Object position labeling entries
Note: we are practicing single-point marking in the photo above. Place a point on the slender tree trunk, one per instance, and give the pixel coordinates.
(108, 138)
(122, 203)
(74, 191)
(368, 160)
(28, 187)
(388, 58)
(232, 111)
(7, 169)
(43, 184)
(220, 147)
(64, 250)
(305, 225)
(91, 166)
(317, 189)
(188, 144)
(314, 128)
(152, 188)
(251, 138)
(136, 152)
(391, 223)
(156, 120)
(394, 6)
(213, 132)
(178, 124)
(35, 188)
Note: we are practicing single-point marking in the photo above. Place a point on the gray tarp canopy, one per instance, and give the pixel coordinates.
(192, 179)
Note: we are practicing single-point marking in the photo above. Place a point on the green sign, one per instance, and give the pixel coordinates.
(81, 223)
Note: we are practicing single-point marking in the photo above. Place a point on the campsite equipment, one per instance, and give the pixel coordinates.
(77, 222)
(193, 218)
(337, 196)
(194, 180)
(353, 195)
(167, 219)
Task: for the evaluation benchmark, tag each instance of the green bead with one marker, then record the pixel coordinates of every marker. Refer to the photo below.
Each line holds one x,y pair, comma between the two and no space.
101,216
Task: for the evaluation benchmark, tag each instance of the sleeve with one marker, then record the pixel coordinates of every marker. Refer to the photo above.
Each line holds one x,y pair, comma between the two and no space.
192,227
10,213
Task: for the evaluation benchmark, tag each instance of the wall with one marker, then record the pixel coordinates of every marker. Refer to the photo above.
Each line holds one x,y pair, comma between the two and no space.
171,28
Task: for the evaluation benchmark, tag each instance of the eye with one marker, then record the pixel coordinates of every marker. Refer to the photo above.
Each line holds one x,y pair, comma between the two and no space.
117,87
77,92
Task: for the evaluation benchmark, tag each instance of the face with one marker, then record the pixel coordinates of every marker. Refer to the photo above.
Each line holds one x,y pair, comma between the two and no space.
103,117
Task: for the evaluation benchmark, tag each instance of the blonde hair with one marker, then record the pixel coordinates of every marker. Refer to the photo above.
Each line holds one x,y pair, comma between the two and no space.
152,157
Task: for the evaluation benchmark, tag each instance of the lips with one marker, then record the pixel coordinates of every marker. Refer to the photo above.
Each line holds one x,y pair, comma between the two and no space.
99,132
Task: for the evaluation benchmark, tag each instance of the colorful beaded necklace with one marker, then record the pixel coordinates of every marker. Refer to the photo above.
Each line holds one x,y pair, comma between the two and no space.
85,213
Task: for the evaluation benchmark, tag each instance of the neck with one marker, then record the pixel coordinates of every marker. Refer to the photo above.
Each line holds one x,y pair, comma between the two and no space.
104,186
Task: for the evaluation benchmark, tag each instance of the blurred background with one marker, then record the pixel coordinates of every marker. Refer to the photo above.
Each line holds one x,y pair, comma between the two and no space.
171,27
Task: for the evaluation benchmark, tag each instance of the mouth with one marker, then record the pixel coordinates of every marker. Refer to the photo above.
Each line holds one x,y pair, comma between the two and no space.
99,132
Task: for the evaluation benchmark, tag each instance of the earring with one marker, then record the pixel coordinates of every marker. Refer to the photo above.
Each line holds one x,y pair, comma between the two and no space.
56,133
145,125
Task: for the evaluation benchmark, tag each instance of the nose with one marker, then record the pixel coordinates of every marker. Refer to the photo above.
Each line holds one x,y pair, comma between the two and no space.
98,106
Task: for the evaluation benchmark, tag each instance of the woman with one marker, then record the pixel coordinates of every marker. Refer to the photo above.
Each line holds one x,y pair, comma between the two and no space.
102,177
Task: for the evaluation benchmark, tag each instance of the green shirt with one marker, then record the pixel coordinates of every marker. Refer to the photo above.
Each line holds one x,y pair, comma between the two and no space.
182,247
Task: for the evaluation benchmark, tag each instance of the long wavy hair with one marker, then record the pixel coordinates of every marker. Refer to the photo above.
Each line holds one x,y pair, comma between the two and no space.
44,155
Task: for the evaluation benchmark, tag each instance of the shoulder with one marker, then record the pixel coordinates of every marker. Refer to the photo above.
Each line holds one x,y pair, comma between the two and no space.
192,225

SET EXERCISE
Repeat exactly the lines from the line containing "of the long" through the end of the listing above; both boundary lines are part of the output.

IN RESPONSE
Task: for the evaluation benchmark, tag each instance of the long wavy hair with one marker, then record the pixel coordinates of every marker. Refer to the photo above.
Each line holds one x,y pair, comma between the two and no space.
44,155
Task: for the evaluation benchmark, tag each instance of the shoulder with one marker, then record the pixel coordinates of every marker. Refer to the photo above.
Each line holds one x,y pair, comma between the two and no space.
192,225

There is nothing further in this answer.